>> START

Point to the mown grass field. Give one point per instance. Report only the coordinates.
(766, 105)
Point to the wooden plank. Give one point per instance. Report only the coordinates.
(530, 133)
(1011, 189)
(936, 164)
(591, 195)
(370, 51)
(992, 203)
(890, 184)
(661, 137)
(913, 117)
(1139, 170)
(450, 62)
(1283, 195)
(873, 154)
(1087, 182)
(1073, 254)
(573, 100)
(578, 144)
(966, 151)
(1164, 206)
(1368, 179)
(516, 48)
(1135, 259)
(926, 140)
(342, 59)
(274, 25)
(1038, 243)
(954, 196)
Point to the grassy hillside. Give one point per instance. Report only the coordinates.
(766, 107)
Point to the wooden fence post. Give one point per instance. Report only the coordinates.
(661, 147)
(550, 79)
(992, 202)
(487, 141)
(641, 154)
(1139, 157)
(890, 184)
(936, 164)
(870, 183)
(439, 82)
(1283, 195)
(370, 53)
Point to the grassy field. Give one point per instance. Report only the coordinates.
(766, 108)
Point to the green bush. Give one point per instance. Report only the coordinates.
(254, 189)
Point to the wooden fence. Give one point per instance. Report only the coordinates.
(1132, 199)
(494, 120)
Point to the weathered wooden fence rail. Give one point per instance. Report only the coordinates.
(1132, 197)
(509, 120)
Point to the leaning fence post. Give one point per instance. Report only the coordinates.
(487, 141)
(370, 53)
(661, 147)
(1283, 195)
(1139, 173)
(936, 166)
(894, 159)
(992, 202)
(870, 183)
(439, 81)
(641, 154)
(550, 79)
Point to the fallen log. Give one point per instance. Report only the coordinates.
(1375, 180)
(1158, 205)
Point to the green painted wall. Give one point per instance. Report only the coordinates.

>> END

_REQUIRED TASK:_
Render every line of the items above as a JSON list of strings, one string per line, leaving out any blank lines.

_THE OUTPUT:_
[
  "Point to the mown grass field. Give one point per instance. Report only the coordinates.",
  "(766, 105)",
  "Point to the wooden plank. Give one point per instance. Report only the coordinates.",
  "(530, 133)",
  "(1011, 189)",
  "(936, 164)",
  "(591, 195)",
  "(370, 51)",
  "(992, 203)",
  "(890, 184)",
  "(661, 137)",
  "(913, 117)",
  "(1139, 170)",
  "(450, 62)",
  "(1283, 195)",
  "(873, 154)",
  "(1087, 182)",
  "(1073, 254)",
  "(573, 100)",
  "(578, 144)",
  "(966, 151)",
  "(1164, 206)",
  "(1368, 179)",
  "(516, 48)",
  "(1135, 259)",
  "(926, 140)",
  "(342, 59)",
  "(274, 25)",
  "(1038, 243)",
  "(954, 196)",
  "Point to the grassy hillside. Give one point per instance. Report only the coordinates.",
  "(766, 107)",
  "Point to the wooden fence post. Give one point per instance. Report only the coordinates.",
  "(661, 147)",
  "(550, 79)",
  "(992, 202)",
  "(487, 141)",
  "(641, 154)",
  "(1139, 157)",
  "(890, 184)",
  "(936, 164)",
  "(870, 183)",
  "(439, 82)",
  "(1283, 195)",
  "(370, 53)",
  "Point to the grassy field. Give one point per instance. Report only the coordinates.",
  "(766, 108)",
  "Point to the green bush. Give one point per instance. Report only the coordinates.",
  "(254, 189)",
  "Point to the wooden fence. Give one point per instance. Report only the coordinates.",
  "(1132, 199)",
  "(494, 120)",
  "Point to the weathered wooden fence rail. Give one point per instance. Report only the coordinates.",
  "(1132, 197)",
  "(509, 120)",
  "Point to the leaning fence post. Give one point per instance. Report only the coordinates.",
  "(487, 141)",
  "(370, 53)",
  "(661, 147)",
  "(1283, 195)",
  "(1139, 173)",
  "(936, 166)",
  "(894, 159)",
  "(992, 202)",
  "(870, 183)",
  "(439, 81)",
  "(641, 154)",
  "(550, 79)",
  "Point to the fallen log. Give one point per instance. Report only the coordinates.",
  "(1375, 180)",
  "(1158, 205)",
  "Point to the green painted wall. Give one point per instance. Report only the coordinates."
]